[Source data]
....
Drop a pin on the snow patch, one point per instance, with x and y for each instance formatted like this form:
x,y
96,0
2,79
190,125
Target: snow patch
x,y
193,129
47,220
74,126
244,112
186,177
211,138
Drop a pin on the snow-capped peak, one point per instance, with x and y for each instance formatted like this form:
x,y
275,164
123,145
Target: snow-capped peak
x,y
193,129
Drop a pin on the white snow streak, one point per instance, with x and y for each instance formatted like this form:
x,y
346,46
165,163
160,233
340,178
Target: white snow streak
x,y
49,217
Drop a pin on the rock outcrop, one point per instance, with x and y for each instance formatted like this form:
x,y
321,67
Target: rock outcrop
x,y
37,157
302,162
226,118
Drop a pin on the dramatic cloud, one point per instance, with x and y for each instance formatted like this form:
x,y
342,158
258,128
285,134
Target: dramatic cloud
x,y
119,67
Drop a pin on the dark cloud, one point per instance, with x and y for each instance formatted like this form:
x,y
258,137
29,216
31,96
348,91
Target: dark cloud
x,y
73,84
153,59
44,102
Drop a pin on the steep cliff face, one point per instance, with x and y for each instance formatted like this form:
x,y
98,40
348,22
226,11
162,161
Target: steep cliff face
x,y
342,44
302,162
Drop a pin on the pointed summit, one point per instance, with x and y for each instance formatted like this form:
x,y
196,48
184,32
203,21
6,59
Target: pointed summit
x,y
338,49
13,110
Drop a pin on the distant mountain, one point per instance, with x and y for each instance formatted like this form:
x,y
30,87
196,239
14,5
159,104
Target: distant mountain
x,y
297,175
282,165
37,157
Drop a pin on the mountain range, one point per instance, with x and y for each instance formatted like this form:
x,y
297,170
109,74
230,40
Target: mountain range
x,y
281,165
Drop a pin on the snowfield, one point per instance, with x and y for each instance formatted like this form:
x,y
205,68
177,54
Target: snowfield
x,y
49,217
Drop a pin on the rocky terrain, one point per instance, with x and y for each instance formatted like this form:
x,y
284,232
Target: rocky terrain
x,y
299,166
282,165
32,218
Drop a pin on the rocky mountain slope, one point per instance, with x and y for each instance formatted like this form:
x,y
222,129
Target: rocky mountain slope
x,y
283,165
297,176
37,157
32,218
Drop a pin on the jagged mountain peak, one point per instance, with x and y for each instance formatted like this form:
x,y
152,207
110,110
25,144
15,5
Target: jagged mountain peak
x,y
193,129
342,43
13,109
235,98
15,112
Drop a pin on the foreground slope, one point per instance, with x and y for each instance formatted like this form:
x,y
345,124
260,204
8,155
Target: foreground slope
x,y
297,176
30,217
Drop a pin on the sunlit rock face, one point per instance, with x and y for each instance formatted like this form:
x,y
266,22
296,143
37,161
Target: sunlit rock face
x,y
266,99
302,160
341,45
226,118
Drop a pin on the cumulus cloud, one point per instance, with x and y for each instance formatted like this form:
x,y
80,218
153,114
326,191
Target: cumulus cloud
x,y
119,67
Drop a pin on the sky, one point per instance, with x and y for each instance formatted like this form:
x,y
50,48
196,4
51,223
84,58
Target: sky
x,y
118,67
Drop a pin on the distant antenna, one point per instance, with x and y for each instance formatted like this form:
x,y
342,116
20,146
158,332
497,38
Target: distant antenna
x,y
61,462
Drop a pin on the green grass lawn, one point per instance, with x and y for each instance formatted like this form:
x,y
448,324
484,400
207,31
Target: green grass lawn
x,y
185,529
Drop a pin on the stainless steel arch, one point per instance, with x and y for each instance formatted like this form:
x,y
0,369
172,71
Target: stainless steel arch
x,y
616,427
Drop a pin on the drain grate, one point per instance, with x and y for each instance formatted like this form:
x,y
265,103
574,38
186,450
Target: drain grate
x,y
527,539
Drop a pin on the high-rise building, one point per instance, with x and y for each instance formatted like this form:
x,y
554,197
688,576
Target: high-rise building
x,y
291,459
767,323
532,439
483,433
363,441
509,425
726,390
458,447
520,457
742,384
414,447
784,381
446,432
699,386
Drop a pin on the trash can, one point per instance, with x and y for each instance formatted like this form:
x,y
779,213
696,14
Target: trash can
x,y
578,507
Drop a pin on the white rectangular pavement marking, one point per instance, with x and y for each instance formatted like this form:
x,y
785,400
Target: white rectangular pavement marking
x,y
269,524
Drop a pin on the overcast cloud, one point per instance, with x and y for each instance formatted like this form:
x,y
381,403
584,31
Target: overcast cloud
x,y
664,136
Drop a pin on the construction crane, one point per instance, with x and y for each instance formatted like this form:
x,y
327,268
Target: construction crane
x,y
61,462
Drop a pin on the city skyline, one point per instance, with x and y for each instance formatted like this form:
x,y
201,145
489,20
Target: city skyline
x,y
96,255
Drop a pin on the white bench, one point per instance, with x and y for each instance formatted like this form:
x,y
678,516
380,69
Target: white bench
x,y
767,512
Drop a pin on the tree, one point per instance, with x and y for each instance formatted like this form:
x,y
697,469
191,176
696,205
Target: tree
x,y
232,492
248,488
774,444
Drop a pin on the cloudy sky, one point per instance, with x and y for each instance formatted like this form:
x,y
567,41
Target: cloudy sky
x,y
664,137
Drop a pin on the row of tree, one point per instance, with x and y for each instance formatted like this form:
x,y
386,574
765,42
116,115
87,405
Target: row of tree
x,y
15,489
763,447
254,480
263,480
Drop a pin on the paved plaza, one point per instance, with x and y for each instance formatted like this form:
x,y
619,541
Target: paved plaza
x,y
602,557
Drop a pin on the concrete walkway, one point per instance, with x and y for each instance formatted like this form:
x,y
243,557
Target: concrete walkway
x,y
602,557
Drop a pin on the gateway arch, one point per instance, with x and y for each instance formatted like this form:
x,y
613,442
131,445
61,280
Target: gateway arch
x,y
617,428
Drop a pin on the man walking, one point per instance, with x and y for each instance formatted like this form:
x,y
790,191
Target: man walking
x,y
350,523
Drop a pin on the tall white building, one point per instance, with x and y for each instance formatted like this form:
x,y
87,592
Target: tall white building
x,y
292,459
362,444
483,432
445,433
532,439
....
[Problem to work on]
Every record, word for word, must be returned.

[Answer box]
Drop a pin on the snow patch, one point per instance, with x and y for each instance formatted like this form:
x,y
96,0
2,79
190,125
Target: snow patch
x,y
193,129
47,220
74,126
244,112
186,177
211,138
Drop a pin on the snow-capped peak, one point per instance, with x and y for each instance formatted like this form:
x,y
275,164
123,145
Target: snow-capped peak
x,y
193,129
Drop a pin on the white snow streak, one point per instance, with x and y for each instance formatted like this form:
x,y
346,46
165,163
160,233
340,178
Target: white snow streak
x,y
49,217
Drop a pin on the rock outcrop, one point per instance, with x and y for each instance formatted like this form:
x,y
321,67
Target: rock outcrop
x,y
37,157
302,162
226,118
Drop a pin on the dramatic cloud, one point per instance, with x and y for each instance formatted like this form:
x,y
342,158
258,128
285,134
Target: dramatic cloud
x,y
119,67
Drop a pin on the dark cloud, one point per instance, with x and y for each instance formatted like this form:
x,y
258,137
29,216
31,96
348,91
Target: dark cloud
x,y
73,84
153,59
44,102
Drop a pin on the steep cliff face, one point per instance, with x and y for each instance formatted like this form:
x,y
98,40
348,22
226,11
162,161
Target: steep cliff face
x,y
342,44
302,162
Drop a pin on the pointed summit, one point per instance, with x and y for each instance formatted like this form:
x,y
196,48
184,32
203,21
6,59
Target: pointed summit
x,y
338,49
13,110
Drop a pin on the distant mountain, one point per instance, with x and y for each instance formatted like this form:
x,y
30,87
196,239
14,5
159,104
Target: distant mountain
x,y
297,175
282,165
37,157
Drop a pin on the mountain range, one point per instance, with x and y for each instance formatted like this form:
x,y
297,170
109,74
230,40
Target: mountain range
x,y
281,165
Drop a pin on the snowfield, one point per instance, with x and y for each instance formatted like this form:
x,y
205,68
177,54
Target: snowfield
x,y
49,217
Drop a pin on the rocky terrain, one point per instance, with x and y for each instance formatted like this form:
x,y
284,232
Target: rocky terrain
x,y
299,166
282,165
32,218
Drop a pin on the rocky mountain slope, one point per instance, with x and y for each instance formatted like this form:
x,y
222,129
Target: rocky mountain slope
x,y
283,165
297,176
37,157
32,218
Drop a pin on the jagged mountain peak, one point per instance, with x and y for each instance formatted like this form:
x,y
152,207
110,110
25,144
15,5
Target: jagged mountain peak
x,y
193,129
342,43
13,109
235,98
15,112
Drop a pin on the foreground slope, one point per instance, with x and y for each instance formatted like this form:
x,y
345,124
260,204
8,155
Target: foreground slope
x,y
297,176
30,217
Drop a pin on the sunlit rock face, one point per instance, with x and y for each instance formatted like this form:
x,y
266,22
296,143
37,161
Target: sunlit rock face
x,y
266,99
302,160
341,45
226,118
Drop a pin on the cumulus cloud, one point per instance, with x and y for each instance formatted like this form:
x,y
80,218
153,114
326,191
Target: cumulus cloud
x,y
119,67
Drop a pin on the sky, one point per instance, with x and y for each instance formatted like this form:
x,y
50,48
196,4
51,223
84,58
Target: sky
x,y
118,67
Drop a pin on the distant antenna, one point per instance, with x and y for each instance formatted like this form:
x,y
342,116
20,146
158,332
497,38
Target: distant antenna
x,y
61,462
Drop a pin on the green grass lawn, one point per instance, with x and y for each instance formatted like this form:
x,y
448,324
484,400
207,31
Target: green grass lawn
x,y
185,529
Drop a pin on the stainless steel arch, one point per instance, with x and y for each instance formatted like this form:
x,y
0,369
172,71
Target: stainless steel arch
x,y
616,427
Drop a pin on the drain grate, one point per instance, with x and y for each instance formatted like this form:
x,y
265,103
574,38
186,450
Target: drain grate
x,y
527,539
Drop a pin on the high-rise building, one point per instance, with x and y for each instance formatted like this form:
x,y
554,197
688,576
Target: high-rise building
x,y
291,459
767,323
532,439
483,433
363,441
509,425
726,390
458,447
520,457
742,384
414,447
784,381
446,432
699,386
Drop a pin on the trash can, one point per instance, with x and y for each instance formatted like this form:
x,y
779,213
696,14
Target: trash can
x,y
578,507
Drop a pin on the white rectangular pavement marking, one point per instance, with x and y for each instance formatted like this form:
x,y
785,400
Target: white rectangular pavement marking
x,y
269,524
Drop a pin on the overcast cloud, one point per instance, with x and y for each instance formatted like this form:
x,y
381,403
584,31
Target: overcast cloud
x,y
664,136
Drop a pin on the construction crane, one point per instance, with x and y for each instance formatted like this form:
x,y
327,268
Target: construction crane
x,y
61,462
Drop a pin on the city skyline, one point per instance, with x and y for each instance formatted like this form:
x,y
201,145
489,20
Target: city skyline
x,y
96,255
Drop a pin on the white bench, one point per instance, with x and y for each instance formatted like this form:
x,y
678,516
380,69
Target: white bench
x,y
767,512
Drop a pin on the tree, one point per instance, with x and y for each instance formatted like this form:
x,y
697,469
191,176
696,205
Target: tree
x,y
232,492
248,488
774,444
Drop a pin on the cloudy sky, one point per instance, with x and y for each instance formatted like this form:
x,y
567,41
Target: cloudy sky
x,y
664,137
Drop a pin on the row of tree, one point per instance, with x and y for each instance formatted like this form:
x,y
386,574
765,42
116,115
87,405
Target: row of tree
x,y
15,489
763,447
254,480
263,480
Drop a pin on the paved plaza, one point per instance, with x and y for each instance formatted like this form:
x,y
619,541
Target: paved plaza
x,y
602,557
Drop a pin on the concrete walkway, one point per instance, with x and y for each instance formatted like this form:
x,y
243,557
Target: concrete walkway
x,y
602,557
Drop a pin on the gateway arch, one point per instance, with x and y for each instance formatted like this form:
x,y
613,442
131,445
61,280
Target: gateway arch
x,y
617,428
Drop a pin on the man walking, one point per instance, with x and y for each instance formatted like this form:
x,y
790,191
Target: man walking
x,y
350,523
Drop a pin on the tall white building, one point per instance, with x and y for each instance formatted like this form:
x,y
87,592
Target: tall white building
x,y
292,459
362,444
483,432
445,433
532,439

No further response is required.